**What this task involves**
Write each line below back out exactly, omitting its pictures.

**Task input**
Start of Block

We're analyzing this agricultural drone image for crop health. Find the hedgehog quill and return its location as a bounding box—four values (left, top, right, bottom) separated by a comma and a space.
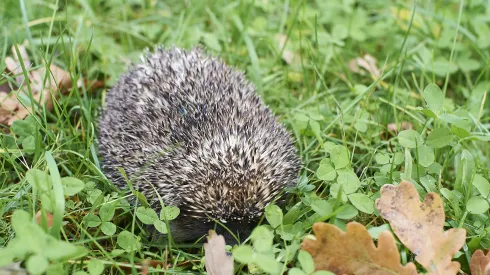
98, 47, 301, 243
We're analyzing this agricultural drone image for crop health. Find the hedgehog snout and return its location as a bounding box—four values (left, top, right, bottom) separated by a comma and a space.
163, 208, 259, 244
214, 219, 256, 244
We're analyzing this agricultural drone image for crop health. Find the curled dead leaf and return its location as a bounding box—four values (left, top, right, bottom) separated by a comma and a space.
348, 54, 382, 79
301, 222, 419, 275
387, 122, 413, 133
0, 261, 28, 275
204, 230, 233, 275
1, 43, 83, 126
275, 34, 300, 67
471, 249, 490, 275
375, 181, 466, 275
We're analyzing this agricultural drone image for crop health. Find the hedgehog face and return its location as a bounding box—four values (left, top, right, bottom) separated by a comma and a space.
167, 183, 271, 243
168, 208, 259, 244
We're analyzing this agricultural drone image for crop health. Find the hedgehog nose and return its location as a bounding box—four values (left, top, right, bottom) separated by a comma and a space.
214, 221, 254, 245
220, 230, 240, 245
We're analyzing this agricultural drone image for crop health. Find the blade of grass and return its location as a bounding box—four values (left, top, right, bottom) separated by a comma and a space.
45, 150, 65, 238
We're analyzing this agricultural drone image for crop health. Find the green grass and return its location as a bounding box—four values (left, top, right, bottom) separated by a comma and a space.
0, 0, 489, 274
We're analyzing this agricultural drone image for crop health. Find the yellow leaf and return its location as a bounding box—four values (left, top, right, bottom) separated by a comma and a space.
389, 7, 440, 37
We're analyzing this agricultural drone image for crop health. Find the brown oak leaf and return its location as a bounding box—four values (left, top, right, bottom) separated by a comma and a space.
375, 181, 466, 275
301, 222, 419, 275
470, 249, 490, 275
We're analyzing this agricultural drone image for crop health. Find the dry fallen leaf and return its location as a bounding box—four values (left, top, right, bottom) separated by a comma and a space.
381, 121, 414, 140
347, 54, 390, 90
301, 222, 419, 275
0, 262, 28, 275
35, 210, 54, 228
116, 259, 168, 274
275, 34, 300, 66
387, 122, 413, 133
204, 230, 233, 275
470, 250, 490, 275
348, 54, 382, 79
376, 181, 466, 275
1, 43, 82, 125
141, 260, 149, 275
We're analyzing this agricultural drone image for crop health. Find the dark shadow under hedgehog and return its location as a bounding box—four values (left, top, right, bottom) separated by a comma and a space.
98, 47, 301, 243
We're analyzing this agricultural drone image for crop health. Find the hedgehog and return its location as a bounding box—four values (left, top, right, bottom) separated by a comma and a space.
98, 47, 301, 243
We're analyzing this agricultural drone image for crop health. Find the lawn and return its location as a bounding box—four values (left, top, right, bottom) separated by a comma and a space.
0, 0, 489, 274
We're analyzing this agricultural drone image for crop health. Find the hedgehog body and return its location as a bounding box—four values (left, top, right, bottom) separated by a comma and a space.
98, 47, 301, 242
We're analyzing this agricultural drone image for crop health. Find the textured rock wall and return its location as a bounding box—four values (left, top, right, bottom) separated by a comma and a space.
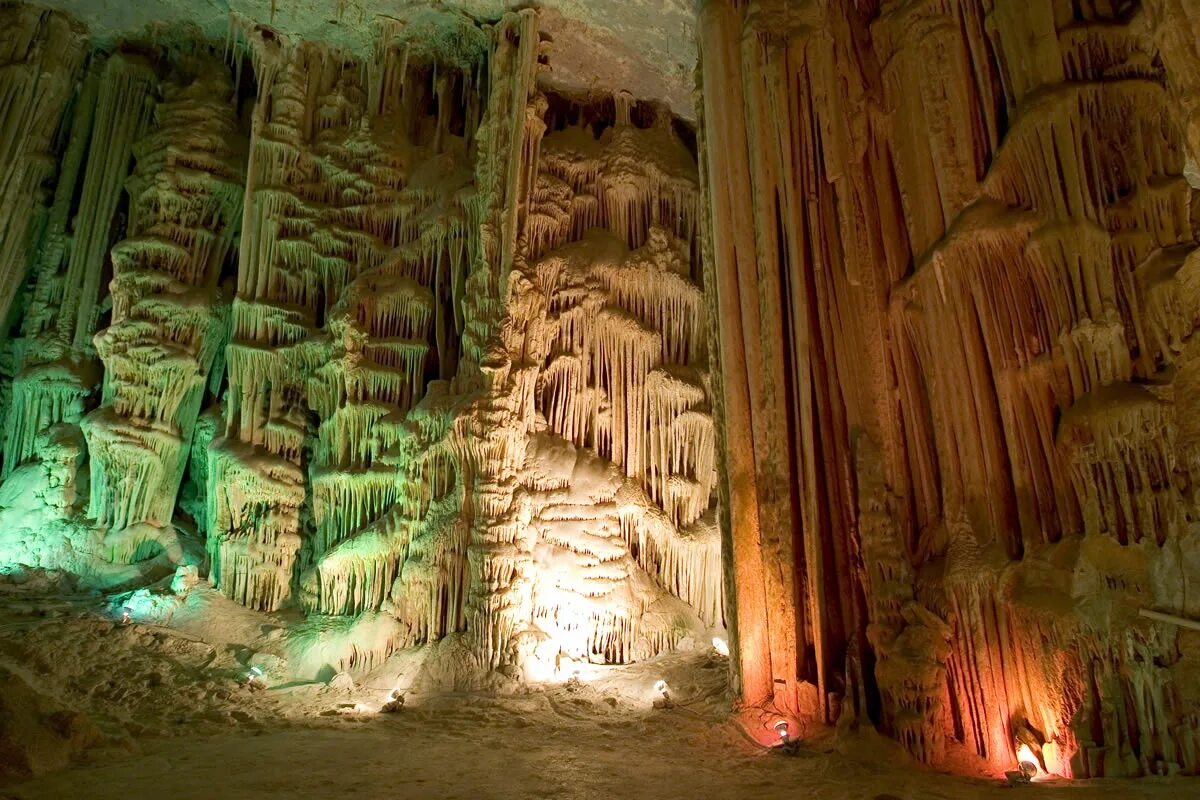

End of Block

**Exercise answer**
We're analyzing this agricultural drone image for crop health. Find the hedgehog quill and return its location as a bounding box—four values (left, top, right, bottom) separated by a comma and a space.
98, 47, 301, 243
We're analyzing this agricultural drone image for crop health. Find the hedgehog snout and return its location as a bounding box—four values (left, top, right, bottom) separated by a comma and a space.
163, 208, 259, 244
214, 219, 256, 244
We're analyzing this agricultural drone image for crop health. Find the curled dead leaf and return its location as a bounding box—four values (left, top, right, bottom) separated by a comma and a space.
348, 54, 382, 79
301, 222, 419, 275
387, 122, 413, 133
0, 261, 28, 275
204, 230, 233, 275
1, 43, 83, 126
275, 34, 300, 67
471, 249, 490, 275
375, 181, 466, 275
We're analyzing this agricultural drone image for crop health. Find the hedgehog face and return its location as a bounding box—four values (left, top, right, bottom) separated by a comma and a space.
167, 183, 271, 243
168, 208, 259, 244
We're analyzing this agricultural drone image for crop health. Find the hedgehog nose and return its location as a bounding box—four values (left, top, right, bottom) separated by a comma and a space.
214, 221, 254, 245
220, 230, 240, 245
We're analyzing this agricultural drone image for crop health. Find the blade of grass and return its location as a bounding box—four values (left, top, right, bottom) separated by a comma and a space.
45, 150, 65, 238
We're analyzing this agricultural drone image for crop health. Find the green grass and return its location as a bounding box—four values (left, top, right, bottom) separated by a comma and a space.
0, 0, 489, 274
We're analyzing this agricultural drone image for crop health. Find the yellow leaf and return its location as a bounding box—four values (left, top, right, bottom) separated by a comma and a space.
389, 7, 440, 37
We're analyzing this agricultural drone image for crop health. Find the brown oak leaf and return its location as a bounding box—four values (left, top, right, bottom) separated by a comma and a space.
375, 181, 466, 275
301, 222, 419, 275
470, 249, 490, 275
We're analyzing this agricultural drone image for crop health. Find the dry fallen leaf and return its location as a bounding box—four values (left, top, right, bottom) separated by a comma and a space.
381, 121, 414, 140
347, 54, 390, 90
301, 222, 419, 275
0, 262, 28, 275
35, 210, 54, 228
116, 259, 168, 274
275, 34, 300, 66
387, 122, 413, 133
204, 230, 233, 275
470, 250, 490, 275
348, 54, 382, 79
376, 181, 466, 275
1, 43, 82, 125
141, 260, 149, 275
We're analyzing this agricultural drone image for crop health. Find the dark shadow under hedgehog and return its location as a bounding box—four values (left, top, right, bottom) separated by a comma and a space.
98, 47, 301, 243
We're analyzing this agricultural drone image for crop health. Find the hedgehog and return its location as a bounding box—four values (left, top, right, bottom) separated by a comma and a space.
98, 47, 301, 243
We're analyzing this agricultural drone image for crop health. Find the lawn and return its location as a bounding box—four values (left, top, right, bottom) separated by a comma and a space.
0, 0, 489, 274
We're analyzing this agricultural drone image for crop health. Find the hedgehog body and return its location as a bounding box—four values (left, top, right, bottom) separated by a comma and a space.
98, 47, 301, 242
We're analyzing this agricultural drone image for crop health. Find the textured rock wall and return its location as a bounding box—four values (left, top, right, bottom) separated by a comma and a space.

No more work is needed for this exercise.